Page extract
•••
Home State: Tennessee

Command Billet: Commanding Regiment

Branch of Service: Infantry

Unit: 17th Mississippi Infantry

Before Sharpsburg

Born in Tennessee,

Fiser and his family relocated to Panola County, Mississippi about the time of the Mexican War [1847-8]. Mr. Fiser died in Panola before September of 1852 ... young John then moved in with his uncle, a prominent citizen of Mississippi. At age 15 he began clerking at a country store on the banks of the Tallahatchie River. He left his home in Panola about three years after his father's death and relocated at Memphis. While in this city, he was engaged in the cotton and Mercantile business.
(from Willoughby)
In April 1861 he returned to Mississippi and helped recruit the Regiment which became the 17th Mississippi Infantry, Winfield S. Featherston, Colonel. He was elected First Lieutenant, Company H ("Panola Vindicators"). He was appointed Regimental Adjutant just before the first battle of Manassas (June 1861), and Brigade Adjutant immediately after. In the Army reorganization of April 1862 he was elected Lieutenant Colonel of the 17th.
At Malvern Hill, 1 July 1862, about six in the evening, they made a desperate charge upon the Federal line, under a terrible fire of shell, grape, canister and Minie balls, but without success. Colonel Holder was wounded and Lieutenant-Colonel Fiser took command.
(from Rowland)

On the Campaign

He commanded the regiment in Maryland.
•••
Data
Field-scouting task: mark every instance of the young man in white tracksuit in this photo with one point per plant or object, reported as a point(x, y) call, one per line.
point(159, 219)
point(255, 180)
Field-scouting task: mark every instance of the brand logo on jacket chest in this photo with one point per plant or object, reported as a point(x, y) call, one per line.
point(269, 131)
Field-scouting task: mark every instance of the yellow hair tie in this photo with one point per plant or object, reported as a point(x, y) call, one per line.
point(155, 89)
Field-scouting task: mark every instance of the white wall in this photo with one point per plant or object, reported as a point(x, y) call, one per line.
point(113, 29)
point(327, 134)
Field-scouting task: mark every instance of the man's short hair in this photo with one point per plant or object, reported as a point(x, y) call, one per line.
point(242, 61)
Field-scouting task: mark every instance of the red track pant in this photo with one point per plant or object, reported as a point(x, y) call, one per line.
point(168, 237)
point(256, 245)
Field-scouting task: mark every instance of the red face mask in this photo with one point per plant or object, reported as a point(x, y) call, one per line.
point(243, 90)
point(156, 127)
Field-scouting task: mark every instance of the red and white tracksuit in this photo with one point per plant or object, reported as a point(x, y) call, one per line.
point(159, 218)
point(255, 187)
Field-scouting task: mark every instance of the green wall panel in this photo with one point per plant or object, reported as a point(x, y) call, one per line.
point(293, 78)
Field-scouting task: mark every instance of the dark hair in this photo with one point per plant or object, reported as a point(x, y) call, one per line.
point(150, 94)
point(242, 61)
•••
Things to do
1. According to the Fiser biography, which company and post was Fiser elected to in April 1861?
2. Carry on the Fiser biography from where it stops.

Exercise responses
1. He was elected First Lieutenant of Company H, the "Panola Vindicators."

2.
The rest of the War

He was severely wounded, losing an arm, in the assault on Fort Sanders, at Knoxville, TN, on 29 November 1863. By March 1865, he was a full Colonel, and in command of a Brigade of Georgia troops in action against Federal General Sherman in the Carolina Campaign.

After the War

He was in business in Memphis,TN after the War, being President of the Office Security Building and Loan Association at the time of his death of dysentery there in 1876 at 38 years of age. He had been elected President of the Confederate Historical and Relief Association in 1871.

References & notes

His service basics from Rowland.1 Personal details from a biographical sketch published in the Memphis (TN) Daily Appeal of 15 June 1876 and General John C. Fiser, a biographical sketch by Earl Willoughby, originally posted online by Natalie Huntley at the Dyer County TNGenWeb [now gone]; Mr. Willoughby also kindly provided the photograph seen above. His gravesite is on Findagrave.

He married Minerva Hays Dunn (1848-1911) in Tennessee in November 1866 and they had 3 daughters.

He changed his name from Fiser to Fizer in 1866, shortly after his marriage; his name is listed as John C Fizer in some Civil War literature.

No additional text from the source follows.